• Problema breve: Identifica las líneas de abajo que contengan la palabra "tray" y cópialas todas.

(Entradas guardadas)

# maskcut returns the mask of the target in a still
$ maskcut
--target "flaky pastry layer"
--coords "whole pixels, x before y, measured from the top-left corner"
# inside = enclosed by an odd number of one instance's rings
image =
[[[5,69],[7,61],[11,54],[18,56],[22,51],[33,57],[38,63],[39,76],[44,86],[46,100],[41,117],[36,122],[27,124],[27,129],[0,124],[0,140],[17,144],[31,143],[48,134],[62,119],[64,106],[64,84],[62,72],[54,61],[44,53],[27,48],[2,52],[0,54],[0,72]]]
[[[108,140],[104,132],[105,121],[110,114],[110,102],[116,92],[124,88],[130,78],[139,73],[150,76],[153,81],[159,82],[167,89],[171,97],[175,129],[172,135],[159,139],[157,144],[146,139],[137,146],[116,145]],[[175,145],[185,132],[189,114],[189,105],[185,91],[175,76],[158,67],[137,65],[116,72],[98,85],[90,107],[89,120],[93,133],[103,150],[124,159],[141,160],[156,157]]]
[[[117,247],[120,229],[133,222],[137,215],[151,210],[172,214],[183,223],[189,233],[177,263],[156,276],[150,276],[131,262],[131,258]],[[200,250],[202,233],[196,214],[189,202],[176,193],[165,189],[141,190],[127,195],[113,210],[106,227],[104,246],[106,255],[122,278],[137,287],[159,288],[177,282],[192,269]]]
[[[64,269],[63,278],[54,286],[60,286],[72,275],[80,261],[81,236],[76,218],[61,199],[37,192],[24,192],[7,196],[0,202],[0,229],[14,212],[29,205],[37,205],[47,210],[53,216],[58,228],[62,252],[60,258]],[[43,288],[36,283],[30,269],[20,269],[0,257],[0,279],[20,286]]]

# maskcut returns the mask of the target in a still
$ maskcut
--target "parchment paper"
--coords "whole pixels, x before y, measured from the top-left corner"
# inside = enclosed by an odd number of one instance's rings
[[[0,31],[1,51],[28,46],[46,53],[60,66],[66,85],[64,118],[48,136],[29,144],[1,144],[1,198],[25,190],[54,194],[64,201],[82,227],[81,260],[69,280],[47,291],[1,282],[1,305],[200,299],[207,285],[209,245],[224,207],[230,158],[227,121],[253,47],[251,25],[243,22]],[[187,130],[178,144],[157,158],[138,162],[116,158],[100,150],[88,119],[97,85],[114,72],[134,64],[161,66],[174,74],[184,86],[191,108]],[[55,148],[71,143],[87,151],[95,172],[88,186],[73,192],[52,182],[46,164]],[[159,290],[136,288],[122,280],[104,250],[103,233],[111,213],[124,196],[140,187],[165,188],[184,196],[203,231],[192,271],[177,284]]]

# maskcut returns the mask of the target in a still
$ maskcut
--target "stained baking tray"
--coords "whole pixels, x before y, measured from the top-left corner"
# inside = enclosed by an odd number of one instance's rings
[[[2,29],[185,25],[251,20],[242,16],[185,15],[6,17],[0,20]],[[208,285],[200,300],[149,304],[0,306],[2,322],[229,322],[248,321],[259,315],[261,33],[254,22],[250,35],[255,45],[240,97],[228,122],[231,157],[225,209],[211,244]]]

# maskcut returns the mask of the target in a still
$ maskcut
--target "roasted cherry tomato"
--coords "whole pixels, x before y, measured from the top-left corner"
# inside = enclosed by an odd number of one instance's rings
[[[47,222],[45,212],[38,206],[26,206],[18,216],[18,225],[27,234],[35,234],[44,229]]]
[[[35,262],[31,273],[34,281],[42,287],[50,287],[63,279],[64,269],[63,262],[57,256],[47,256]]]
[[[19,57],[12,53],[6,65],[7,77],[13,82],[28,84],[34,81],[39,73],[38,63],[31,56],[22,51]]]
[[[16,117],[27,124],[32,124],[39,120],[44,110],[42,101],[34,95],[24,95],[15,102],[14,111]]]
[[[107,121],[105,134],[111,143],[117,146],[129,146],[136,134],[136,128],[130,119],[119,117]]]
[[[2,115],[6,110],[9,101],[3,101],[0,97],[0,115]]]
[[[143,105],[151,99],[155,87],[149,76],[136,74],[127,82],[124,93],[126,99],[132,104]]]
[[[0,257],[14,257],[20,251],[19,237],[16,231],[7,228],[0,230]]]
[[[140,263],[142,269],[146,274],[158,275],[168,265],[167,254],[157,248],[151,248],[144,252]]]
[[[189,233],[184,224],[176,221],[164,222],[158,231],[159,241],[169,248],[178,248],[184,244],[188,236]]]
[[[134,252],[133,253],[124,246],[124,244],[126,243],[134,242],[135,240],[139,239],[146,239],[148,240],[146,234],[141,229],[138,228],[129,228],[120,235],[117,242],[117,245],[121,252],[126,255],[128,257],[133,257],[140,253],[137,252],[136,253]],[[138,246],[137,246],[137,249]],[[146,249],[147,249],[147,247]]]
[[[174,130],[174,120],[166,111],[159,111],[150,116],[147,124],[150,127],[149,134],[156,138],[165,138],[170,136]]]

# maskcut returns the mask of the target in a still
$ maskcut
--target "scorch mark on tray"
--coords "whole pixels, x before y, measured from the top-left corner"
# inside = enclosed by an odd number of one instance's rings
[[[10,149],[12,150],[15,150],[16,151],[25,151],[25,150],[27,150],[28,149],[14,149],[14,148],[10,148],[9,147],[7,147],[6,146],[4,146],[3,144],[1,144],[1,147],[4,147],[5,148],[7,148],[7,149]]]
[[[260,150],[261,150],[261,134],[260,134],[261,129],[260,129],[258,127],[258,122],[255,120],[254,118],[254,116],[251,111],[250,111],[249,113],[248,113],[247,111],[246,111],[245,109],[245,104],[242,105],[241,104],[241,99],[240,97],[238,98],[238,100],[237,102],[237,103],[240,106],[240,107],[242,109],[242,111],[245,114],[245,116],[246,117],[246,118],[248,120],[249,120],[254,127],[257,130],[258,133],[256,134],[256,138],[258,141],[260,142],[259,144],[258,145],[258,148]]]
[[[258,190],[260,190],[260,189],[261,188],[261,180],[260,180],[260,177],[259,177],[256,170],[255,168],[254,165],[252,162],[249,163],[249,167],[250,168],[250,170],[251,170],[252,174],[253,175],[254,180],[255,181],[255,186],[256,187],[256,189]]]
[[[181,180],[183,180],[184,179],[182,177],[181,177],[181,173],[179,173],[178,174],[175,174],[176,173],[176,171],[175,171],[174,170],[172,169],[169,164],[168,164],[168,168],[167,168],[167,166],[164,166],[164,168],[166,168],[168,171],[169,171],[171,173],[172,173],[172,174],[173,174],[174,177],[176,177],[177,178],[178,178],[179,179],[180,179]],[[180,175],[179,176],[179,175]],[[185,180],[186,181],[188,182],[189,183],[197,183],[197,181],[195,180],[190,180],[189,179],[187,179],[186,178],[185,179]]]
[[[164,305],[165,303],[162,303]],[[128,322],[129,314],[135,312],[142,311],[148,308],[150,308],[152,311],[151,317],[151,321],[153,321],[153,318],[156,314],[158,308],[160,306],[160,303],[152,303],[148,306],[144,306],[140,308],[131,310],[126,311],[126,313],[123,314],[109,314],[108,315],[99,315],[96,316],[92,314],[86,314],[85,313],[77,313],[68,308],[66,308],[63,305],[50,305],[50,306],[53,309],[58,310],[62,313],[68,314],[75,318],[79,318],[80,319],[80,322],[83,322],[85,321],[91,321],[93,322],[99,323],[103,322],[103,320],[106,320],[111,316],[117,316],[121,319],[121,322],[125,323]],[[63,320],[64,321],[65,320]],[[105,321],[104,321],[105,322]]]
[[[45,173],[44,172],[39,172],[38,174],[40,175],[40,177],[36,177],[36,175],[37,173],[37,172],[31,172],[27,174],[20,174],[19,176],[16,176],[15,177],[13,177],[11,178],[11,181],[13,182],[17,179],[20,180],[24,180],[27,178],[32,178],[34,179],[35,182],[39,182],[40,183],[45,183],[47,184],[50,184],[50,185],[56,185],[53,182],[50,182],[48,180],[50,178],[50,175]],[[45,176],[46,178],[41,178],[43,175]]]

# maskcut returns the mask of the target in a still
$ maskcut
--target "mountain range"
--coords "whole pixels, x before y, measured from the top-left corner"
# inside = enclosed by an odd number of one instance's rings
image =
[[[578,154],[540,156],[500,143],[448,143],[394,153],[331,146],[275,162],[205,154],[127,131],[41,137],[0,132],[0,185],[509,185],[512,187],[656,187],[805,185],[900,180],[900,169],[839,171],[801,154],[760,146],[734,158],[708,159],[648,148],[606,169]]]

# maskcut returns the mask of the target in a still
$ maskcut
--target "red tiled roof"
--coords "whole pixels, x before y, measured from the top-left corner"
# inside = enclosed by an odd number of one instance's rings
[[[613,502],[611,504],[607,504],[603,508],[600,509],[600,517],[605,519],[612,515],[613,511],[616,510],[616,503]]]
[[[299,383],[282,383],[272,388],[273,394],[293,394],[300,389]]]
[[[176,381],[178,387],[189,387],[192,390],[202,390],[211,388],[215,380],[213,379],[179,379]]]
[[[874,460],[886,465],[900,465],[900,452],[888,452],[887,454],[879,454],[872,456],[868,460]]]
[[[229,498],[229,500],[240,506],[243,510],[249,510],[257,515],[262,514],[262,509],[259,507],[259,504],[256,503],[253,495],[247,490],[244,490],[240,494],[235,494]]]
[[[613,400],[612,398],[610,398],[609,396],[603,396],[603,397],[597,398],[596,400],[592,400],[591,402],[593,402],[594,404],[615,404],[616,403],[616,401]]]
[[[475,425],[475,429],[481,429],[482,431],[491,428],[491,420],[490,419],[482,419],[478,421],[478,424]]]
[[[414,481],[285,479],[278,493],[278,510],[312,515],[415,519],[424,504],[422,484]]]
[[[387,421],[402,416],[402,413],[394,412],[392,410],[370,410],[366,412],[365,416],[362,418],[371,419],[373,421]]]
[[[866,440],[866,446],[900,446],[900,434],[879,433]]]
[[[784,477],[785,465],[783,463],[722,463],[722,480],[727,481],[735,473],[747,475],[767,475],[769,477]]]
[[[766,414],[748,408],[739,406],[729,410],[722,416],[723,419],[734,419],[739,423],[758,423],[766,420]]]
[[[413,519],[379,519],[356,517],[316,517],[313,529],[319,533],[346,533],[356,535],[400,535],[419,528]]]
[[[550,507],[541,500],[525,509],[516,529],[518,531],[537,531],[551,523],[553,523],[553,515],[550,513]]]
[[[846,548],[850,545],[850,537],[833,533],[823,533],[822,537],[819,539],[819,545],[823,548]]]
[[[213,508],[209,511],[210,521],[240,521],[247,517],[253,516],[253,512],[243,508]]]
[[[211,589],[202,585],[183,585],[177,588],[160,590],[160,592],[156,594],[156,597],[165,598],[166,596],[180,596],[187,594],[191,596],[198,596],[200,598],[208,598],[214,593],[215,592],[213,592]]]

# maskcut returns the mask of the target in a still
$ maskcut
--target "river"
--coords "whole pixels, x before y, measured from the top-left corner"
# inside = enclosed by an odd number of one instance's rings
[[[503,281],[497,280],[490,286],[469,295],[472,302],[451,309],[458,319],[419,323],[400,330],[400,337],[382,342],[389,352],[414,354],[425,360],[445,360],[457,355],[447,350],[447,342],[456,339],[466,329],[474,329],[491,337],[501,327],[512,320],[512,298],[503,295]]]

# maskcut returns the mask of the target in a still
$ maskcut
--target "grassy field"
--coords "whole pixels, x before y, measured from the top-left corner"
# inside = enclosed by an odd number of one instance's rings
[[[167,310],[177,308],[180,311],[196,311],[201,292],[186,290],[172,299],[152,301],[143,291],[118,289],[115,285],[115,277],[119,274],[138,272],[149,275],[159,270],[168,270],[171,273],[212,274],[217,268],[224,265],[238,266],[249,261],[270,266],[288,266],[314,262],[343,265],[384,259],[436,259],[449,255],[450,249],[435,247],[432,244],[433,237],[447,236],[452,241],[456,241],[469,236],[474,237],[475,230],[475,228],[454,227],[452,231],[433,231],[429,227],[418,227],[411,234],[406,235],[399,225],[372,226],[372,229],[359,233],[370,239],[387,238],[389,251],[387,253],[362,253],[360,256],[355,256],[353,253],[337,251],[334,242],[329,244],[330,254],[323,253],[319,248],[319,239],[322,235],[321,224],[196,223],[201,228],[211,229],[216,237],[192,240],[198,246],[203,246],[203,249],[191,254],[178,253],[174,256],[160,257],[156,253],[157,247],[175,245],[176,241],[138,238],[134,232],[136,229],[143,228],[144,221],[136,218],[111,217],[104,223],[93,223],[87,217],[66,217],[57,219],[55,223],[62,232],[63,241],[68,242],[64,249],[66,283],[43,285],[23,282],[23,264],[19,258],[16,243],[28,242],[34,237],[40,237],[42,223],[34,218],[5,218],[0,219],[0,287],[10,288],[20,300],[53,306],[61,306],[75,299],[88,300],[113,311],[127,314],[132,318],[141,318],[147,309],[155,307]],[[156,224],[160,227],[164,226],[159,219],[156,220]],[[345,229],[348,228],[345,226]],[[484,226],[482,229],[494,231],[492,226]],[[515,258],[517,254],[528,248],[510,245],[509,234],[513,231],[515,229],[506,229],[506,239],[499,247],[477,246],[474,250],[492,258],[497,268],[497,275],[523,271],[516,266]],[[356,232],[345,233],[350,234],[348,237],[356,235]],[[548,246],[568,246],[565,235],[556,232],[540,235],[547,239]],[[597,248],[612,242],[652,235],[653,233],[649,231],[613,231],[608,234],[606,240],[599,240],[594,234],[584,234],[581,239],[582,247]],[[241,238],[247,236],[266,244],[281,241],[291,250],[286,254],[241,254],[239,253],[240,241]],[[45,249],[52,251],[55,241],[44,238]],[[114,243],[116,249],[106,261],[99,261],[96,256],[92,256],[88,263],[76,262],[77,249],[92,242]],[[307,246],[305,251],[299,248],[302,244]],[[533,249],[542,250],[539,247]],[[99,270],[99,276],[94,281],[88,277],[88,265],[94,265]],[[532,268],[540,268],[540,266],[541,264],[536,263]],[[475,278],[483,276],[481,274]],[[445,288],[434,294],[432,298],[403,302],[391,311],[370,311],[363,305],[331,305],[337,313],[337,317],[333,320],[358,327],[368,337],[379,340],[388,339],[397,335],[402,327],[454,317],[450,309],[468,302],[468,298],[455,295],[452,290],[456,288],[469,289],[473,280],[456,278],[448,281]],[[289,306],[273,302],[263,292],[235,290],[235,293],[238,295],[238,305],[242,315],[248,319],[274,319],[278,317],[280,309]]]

• Resultado:
--target "stained baking tray"
--target "scorch mark on tray"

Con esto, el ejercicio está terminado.